## DATASET CONTENT
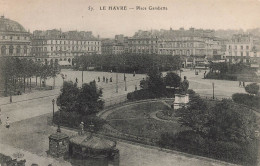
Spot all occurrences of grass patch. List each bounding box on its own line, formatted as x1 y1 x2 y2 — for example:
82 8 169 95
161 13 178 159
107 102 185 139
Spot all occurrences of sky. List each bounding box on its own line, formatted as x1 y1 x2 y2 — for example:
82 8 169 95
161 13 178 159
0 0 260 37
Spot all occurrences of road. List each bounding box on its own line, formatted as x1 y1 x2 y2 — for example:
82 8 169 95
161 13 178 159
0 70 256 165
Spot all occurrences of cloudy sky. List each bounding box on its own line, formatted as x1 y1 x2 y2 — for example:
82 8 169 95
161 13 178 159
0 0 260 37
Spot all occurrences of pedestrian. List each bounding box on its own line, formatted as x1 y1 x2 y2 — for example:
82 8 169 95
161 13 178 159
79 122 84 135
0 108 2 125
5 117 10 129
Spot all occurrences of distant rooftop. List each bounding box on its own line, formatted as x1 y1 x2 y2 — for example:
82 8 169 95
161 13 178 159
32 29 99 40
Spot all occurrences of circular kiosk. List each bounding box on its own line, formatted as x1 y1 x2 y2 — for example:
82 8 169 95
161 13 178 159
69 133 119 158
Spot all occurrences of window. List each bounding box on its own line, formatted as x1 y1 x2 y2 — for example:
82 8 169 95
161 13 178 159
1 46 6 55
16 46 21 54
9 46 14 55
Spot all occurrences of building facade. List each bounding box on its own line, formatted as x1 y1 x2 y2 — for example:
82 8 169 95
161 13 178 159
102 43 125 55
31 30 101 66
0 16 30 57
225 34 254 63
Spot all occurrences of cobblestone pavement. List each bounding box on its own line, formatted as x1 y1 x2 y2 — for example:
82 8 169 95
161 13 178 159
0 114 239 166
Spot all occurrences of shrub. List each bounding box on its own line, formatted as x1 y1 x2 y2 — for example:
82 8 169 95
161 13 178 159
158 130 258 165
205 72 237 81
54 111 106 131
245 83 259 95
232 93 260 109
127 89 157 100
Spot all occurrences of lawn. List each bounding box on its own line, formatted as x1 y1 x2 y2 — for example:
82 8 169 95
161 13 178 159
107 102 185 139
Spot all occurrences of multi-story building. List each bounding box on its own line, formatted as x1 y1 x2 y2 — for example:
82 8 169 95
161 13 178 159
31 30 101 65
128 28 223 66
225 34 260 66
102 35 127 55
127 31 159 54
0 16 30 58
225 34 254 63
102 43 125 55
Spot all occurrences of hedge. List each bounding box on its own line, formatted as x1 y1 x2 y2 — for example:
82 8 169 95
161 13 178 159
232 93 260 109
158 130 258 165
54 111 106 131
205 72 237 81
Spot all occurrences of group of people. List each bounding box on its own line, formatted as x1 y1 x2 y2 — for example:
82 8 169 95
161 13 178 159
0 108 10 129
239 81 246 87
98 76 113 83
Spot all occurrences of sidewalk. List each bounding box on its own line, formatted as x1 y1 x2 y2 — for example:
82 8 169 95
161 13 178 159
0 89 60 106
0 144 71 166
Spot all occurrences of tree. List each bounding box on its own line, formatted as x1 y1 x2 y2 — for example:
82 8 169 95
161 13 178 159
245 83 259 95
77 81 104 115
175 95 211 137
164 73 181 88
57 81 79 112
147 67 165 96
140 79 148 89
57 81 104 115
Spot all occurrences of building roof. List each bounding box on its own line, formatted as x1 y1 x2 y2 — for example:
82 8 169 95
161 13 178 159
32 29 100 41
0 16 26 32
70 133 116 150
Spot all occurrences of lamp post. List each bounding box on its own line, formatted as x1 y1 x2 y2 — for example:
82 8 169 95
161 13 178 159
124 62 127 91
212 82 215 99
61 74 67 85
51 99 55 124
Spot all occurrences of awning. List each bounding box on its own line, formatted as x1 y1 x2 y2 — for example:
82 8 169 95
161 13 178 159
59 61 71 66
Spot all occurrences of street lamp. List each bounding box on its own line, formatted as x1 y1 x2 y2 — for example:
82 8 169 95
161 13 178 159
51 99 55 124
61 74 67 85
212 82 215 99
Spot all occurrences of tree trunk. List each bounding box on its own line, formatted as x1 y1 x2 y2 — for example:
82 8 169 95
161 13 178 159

## WHAT THIS TASK INVOLVES
Please gather every line of the records above that contains the word "lamp".

## WRITTEN SOLUTION
Spot all occurrences of lamp post. List each bounding box on its own line, formatted as x1 y1 x2 y2 — for example:
Spot all occurrences of street lamp. List each bounding box on its own line, formatted as x1 y1 x2 y2 — for example:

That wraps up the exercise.